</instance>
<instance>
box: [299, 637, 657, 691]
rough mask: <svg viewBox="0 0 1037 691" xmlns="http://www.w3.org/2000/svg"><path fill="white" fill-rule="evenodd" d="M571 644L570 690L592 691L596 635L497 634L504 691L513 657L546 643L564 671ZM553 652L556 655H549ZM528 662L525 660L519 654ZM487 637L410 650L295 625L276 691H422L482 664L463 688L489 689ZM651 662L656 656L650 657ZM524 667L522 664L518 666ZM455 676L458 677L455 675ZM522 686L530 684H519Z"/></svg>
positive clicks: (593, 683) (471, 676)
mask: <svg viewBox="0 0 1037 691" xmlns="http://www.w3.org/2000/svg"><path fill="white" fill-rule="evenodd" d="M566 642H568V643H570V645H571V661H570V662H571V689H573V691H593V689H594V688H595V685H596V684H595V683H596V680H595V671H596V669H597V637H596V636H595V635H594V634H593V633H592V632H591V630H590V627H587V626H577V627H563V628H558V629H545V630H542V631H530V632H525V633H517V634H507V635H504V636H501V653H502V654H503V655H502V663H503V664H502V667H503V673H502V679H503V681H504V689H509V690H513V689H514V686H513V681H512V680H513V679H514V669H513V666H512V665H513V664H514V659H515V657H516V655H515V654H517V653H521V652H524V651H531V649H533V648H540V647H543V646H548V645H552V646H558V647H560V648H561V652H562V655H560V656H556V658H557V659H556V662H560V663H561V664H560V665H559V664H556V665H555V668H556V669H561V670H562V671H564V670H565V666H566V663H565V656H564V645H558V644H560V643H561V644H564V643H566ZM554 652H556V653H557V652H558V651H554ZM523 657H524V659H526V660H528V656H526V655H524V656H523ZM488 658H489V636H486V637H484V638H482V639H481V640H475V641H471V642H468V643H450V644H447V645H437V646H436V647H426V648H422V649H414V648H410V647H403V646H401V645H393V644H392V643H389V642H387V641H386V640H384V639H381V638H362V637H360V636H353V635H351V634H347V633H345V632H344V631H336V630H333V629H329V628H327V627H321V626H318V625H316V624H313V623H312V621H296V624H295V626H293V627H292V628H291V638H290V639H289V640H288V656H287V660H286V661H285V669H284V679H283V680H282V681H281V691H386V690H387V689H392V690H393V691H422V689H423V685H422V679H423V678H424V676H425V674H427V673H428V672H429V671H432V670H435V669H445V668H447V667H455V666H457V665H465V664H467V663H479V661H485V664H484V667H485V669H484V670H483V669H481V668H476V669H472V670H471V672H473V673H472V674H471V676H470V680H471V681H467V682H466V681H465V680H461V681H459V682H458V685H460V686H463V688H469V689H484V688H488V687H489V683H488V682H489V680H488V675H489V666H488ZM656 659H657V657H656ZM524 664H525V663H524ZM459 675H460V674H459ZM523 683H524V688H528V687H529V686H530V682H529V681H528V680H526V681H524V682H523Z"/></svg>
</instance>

#### Activity
What you return must match the data line for line.

#### Output for this task
</instance>
<instance>
box: [299, 637, 657, 691]
rough mask: <svg viewBox="0 0 1037 691" xmlns="http://www.w3.org/2000/svg"><path fill="white" fill-rule="evenodd" d="M571 644L570 690L592 691L596 635L497 634L504 691L513 657L546 643L564 671ZM553 652L556 655H549ZM528 662L525 660L519 654ZM487 637L410 650L295 625L276 691H422L482 664L463 688L489 689ZM651 662L656 656L650 657ZM524 667L522 664L518 666ZM455 676L458 677L455 675ZM522 686L530 684H519Z"/></svg>
positive clicks: (593, 683) (471, 676)
mask: <svg viewBox="0 0 1037 691" xmlns="http://www.w3.org/2000/svg"><path fill="white" fill-rule="evenodd" d="M566 642H568V643H570V645H571V661H570V662H571V689H573V691H593V689H594V688H595V685H596V684H595V683H596V680H595V671H596V669H597V637H596V636H595V635H594V634H593V633H592V632H591V630H590V627H587V626H577V627H563V628H558V629H545V630H542V631H530V632H525V633H517V634H507V635H504V636H501V653H502V654H503V655H502V663H503V664H502V667H503V673H502V679H503V681H504V689H509V690H513V689H514V686H513V681H512V680H513V679H514V669H513V666H512V665H513V664H514V659H515V657H516V655H515V654H517V653H521V652H524V651H531V649H533V648H540V647H543V646H548V645H552V646H558V647H560V648H561V652H562V655H560V656H556V658H557V659H556V662H560V663H561V664H560V665H559V664H556V665H555V668H556V669H561V670H562V671H564V670H565V666H566V663H565V656H564V645H558V644H560V643H561V644H564V643H566ZM554 652H556V653H557V652H558V651H554ZM523 657H524V659H526V660H528V656H526V655H524V656H523ZM488 658H489V636H486V637H484V638H482V639H481V640H475V641H471V642H468V643H450V644H447V645H437V646H436V647H426V648H422V649H414V648H410V647H403V646H401V645H393V644H392V643H389V642H387V641H386V640H384V639H381V638H362V637H360V636H353V635H351V634H347V633H345V632H344V631H336V630H333V629H329V628H327V627H321V626H318V625H316V624H313V623H312V621H296V624H295V626H293V627H292V628H291V638H290V639H289V640H288V656H287V660H286V661H285V669H284V679H283V680H282V681H281V691H386V690H387V689H392V690H393V691H422V689H423V685H422V679H423V678H424V676H425V674H427V673H428V672H429V671H432V670H435V669H445V668H447V667H455V666H457V665H465V664H467V663H479V661H485V664H484V667H485V669H484V670H483V669H481V668H476V669H472V670H471V672H473V673H472V674H471V676H470V680H471V681H467V682H466V681H465V680H461V681H459V682H458V685H460V686H463V688H469V689H484V688H488V687H489V683H488V682H489V680H488V675H489V666H488ZM656 659H657V657H656ZM524 664H525V663H524ZM459 675H460V674H459ZM523 683H524V688H528V687H529V686H530V682H529V681H528V680H526V681H524V682H523Z"/></svg>
</instance>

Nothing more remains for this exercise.